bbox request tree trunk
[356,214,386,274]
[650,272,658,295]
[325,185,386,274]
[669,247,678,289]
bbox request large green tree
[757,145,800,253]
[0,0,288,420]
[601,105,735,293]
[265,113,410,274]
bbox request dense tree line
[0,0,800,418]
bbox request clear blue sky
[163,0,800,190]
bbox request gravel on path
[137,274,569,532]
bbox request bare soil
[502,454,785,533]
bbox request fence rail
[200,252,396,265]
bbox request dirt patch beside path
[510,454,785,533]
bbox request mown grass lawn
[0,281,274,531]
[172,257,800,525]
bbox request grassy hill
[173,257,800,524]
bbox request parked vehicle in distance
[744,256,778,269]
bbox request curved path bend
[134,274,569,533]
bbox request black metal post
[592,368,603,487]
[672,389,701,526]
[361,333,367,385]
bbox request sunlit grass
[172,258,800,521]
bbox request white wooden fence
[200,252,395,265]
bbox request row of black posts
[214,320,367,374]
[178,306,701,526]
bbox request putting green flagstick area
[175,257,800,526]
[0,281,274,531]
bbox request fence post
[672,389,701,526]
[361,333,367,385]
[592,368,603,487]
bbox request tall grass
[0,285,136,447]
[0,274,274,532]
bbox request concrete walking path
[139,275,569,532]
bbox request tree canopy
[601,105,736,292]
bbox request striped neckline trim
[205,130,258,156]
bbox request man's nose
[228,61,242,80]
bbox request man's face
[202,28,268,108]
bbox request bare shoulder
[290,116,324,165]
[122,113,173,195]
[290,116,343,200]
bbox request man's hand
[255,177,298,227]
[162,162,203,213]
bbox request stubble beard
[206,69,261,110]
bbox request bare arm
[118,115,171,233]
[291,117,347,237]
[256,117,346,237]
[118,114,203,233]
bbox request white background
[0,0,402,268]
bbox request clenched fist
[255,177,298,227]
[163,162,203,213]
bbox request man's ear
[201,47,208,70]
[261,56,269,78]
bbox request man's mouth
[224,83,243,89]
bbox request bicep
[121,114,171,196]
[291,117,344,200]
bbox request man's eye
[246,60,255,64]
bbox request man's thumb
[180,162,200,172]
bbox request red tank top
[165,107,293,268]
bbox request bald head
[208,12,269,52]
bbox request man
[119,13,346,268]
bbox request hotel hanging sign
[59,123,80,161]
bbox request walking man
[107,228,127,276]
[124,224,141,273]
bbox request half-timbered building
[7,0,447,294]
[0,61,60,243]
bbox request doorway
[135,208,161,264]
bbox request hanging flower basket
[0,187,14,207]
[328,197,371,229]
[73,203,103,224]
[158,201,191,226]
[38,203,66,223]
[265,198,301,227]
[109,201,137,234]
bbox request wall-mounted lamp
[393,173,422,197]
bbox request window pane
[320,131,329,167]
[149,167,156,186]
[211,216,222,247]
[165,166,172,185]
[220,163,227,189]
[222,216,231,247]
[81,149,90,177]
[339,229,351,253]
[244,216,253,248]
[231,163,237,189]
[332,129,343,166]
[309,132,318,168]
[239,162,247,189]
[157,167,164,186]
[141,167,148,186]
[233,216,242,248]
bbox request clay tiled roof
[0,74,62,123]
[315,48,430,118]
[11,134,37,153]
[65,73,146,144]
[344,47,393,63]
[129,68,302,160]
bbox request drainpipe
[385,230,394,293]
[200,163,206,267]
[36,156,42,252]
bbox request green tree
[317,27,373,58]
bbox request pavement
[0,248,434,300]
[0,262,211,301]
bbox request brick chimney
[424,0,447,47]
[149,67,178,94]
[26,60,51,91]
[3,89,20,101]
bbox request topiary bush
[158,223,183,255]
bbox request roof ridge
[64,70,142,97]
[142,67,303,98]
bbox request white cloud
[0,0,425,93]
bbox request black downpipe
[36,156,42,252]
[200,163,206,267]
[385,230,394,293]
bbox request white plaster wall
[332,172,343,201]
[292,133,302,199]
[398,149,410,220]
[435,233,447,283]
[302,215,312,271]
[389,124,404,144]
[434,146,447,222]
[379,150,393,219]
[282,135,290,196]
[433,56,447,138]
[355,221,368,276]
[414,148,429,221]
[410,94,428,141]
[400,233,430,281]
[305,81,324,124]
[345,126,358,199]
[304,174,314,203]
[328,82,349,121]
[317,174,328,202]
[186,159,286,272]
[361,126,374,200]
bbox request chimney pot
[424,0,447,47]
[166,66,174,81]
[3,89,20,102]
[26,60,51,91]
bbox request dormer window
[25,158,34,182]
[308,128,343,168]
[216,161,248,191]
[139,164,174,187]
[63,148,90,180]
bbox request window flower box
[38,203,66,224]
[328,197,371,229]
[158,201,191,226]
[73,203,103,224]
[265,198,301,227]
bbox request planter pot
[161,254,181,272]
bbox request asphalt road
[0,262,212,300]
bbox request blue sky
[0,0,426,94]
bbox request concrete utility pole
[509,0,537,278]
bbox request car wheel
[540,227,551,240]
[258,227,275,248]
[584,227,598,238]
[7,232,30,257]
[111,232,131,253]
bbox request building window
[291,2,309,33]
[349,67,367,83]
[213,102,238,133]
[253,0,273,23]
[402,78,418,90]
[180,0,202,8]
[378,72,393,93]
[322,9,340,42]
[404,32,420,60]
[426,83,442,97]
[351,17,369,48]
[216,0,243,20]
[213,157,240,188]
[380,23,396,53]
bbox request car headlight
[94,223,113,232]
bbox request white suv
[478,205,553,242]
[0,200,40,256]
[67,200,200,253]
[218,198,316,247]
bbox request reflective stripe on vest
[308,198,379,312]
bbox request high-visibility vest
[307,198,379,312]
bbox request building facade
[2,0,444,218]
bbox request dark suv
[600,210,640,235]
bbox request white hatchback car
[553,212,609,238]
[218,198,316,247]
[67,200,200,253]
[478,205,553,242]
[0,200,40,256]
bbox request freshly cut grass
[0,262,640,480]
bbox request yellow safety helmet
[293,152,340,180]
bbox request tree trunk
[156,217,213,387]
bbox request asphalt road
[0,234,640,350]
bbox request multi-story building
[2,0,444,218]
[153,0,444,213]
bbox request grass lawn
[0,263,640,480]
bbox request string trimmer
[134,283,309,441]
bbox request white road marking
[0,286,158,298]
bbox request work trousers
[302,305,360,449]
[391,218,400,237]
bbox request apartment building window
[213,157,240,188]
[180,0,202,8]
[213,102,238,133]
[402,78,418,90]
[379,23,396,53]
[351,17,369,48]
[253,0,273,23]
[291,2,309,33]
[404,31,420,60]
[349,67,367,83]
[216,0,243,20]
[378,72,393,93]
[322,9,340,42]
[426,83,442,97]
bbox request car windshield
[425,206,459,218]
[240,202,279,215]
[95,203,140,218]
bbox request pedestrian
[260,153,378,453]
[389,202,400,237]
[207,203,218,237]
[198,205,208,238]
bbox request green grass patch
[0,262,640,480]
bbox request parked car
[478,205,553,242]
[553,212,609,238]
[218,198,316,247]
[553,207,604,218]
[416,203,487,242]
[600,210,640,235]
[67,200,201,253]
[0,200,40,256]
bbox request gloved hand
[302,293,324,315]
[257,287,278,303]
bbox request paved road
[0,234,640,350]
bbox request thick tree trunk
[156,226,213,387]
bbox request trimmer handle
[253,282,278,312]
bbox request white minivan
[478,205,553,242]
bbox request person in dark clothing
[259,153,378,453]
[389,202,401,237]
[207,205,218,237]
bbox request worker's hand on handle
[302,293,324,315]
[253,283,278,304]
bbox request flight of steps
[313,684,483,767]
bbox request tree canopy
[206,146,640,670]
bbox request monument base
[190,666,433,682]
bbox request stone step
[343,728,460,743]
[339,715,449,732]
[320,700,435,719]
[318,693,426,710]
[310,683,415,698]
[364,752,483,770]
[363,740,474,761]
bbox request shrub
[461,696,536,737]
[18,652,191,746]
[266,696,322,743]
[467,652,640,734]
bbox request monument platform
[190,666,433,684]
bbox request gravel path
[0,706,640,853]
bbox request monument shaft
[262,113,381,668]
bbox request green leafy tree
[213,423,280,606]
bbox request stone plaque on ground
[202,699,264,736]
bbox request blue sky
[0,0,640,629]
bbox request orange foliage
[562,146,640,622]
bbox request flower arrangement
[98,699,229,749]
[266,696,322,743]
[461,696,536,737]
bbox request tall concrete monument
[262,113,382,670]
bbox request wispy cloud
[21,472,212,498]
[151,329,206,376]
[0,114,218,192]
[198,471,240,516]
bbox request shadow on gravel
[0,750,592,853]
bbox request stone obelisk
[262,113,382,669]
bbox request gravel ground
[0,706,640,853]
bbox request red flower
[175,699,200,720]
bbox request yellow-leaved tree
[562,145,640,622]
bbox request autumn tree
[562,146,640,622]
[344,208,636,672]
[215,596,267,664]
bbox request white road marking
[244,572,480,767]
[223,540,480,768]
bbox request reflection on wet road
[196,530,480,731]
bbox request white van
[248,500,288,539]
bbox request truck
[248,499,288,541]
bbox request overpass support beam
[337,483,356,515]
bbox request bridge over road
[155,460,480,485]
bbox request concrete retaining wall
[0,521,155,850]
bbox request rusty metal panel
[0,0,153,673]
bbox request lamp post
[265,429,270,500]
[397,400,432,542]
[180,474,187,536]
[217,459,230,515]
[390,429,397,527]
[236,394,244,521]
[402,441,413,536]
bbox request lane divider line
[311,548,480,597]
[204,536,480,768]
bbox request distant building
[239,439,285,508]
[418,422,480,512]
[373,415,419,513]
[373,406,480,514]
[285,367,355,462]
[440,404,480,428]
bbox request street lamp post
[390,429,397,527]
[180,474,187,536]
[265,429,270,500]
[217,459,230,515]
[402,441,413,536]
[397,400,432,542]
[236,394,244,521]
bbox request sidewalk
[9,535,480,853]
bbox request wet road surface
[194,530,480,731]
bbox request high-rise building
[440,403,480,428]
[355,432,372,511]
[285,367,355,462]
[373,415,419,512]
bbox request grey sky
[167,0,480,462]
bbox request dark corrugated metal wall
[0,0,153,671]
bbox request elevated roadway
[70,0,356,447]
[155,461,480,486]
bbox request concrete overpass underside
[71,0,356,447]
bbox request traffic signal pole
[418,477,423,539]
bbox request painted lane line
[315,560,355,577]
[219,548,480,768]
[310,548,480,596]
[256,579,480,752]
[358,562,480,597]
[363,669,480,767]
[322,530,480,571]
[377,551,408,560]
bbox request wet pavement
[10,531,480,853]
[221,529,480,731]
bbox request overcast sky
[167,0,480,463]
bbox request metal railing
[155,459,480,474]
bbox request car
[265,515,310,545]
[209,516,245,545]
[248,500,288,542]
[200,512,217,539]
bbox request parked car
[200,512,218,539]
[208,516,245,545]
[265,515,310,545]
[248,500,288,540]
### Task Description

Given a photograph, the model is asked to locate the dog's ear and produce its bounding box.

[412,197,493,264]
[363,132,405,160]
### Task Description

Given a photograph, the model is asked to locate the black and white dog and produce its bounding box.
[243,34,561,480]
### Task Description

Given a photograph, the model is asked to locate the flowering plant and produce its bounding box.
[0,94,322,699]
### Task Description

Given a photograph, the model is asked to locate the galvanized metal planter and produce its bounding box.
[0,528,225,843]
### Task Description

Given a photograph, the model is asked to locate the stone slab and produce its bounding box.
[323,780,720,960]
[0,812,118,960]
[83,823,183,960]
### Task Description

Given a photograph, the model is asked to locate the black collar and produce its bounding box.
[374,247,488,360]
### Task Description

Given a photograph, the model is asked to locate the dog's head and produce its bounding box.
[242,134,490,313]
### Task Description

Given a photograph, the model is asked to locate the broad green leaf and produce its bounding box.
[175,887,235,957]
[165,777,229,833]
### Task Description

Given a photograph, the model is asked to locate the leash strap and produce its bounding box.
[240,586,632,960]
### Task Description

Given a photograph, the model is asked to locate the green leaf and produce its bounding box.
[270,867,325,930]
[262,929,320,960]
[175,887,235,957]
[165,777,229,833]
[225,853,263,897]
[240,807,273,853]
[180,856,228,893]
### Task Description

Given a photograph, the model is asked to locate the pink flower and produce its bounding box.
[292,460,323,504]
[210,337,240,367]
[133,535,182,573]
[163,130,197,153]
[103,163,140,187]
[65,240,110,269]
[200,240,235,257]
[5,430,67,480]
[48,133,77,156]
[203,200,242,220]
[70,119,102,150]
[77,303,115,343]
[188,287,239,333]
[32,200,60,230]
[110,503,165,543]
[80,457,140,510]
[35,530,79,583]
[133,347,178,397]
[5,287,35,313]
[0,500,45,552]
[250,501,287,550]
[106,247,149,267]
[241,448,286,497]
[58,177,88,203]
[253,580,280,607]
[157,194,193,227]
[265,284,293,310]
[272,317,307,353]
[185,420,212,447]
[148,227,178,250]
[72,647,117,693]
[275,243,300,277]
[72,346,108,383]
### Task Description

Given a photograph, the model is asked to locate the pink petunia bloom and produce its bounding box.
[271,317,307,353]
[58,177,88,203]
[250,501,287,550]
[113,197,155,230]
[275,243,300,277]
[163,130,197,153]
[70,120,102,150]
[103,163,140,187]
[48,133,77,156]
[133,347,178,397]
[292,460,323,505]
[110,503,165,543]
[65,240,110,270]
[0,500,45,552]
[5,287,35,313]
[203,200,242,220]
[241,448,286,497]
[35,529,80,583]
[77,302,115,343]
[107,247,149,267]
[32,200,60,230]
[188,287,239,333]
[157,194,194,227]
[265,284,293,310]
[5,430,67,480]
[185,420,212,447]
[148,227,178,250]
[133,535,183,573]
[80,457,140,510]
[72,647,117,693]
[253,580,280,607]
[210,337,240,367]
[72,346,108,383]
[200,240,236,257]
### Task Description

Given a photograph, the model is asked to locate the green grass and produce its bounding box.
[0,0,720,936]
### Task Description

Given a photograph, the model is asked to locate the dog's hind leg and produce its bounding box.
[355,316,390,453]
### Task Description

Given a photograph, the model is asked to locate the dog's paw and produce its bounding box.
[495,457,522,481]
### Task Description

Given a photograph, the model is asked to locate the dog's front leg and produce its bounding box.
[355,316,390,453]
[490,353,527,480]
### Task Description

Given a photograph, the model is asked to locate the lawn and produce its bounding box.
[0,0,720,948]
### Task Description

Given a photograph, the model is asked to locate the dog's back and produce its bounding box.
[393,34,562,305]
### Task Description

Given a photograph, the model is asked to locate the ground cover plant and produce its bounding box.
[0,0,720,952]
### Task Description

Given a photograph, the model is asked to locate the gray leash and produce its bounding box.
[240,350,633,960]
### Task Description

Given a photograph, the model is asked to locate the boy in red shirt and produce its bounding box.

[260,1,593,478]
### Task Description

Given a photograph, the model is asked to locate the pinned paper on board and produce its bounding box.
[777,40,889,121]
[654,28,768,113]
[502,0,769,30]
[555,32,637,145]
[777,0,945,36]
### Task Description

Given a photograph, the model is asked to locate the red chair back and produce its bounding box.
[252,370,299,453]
____________________
**Exercise objective**
Reproduce the data from the line with "bbox request clenched fist" to the line with "[0,262,211,301]", changing "drainpipe" to "downspout" and leaving everything else as it stands.

**Finished answer**
bbox request clenched fist
[255,177,298,227]
[163,162,203,213]
bbox request man's ear
[201,47,208,70]
[261,56,269,78]
bbox request man's mouth
[224,83,243,89]
bbox request bicep
[121,114,171,196]
[291,117,344,200]
bbox request man's eye
[246,60,255,64]
bbox request man's thumb
[180,162,200,172]
bbox request red tank top
[165,107,293,268]
bbox request bald head
[208,12,269,52]
bbox request man
[119,13,346,268]
bbox request hotel hanging sign
[59,123,80,161]
bbox request walking man
[107,228,127,276]
[124,224,141,273]
bbox request half-timbered building
[7,0,447,294]
[0,61,60,243]
bbox request doorway
[135,208,161,264]
bbox request hanging flower basket
[0,187,14,207]
[328,197,371,229]
[73,203,103,224]
[158,201,191,226]
[38,203,66,223]
[265,198,301,227]
[109,201,137,234]
bbox request wall-mounted lamp
[393,173,422,197]
bbox request window pane
[320,131,329,167]
[149,167,156,186]
[211,216,222,247]
[165,166,172,185]
[220,163,227,189]
[222,216,231,247]
[81,149,90,177]
[339,229,351,253]
[244,216,253,248]
[231,163,237,189]
[332,129,343,166]
[309,132,318,168]
[239,162,247,189]
[157,167,164,186]
[141,167,148,186]
[233,216,242,248]
bbox request clay tiled roof
[0,74,62,123]
[315,48,430,118]
[11,134,37,153]
[65,73,146,144]
[344,47,393,63]
[129,68,302,160]
bbox request downspout
[385,230,394,293]
[200,163,206,267]
[36,156,42,252]
bbox request green tree
[317,27,373,58]
bbox request pavement
[0,248,434,300]
[0,262,211,301]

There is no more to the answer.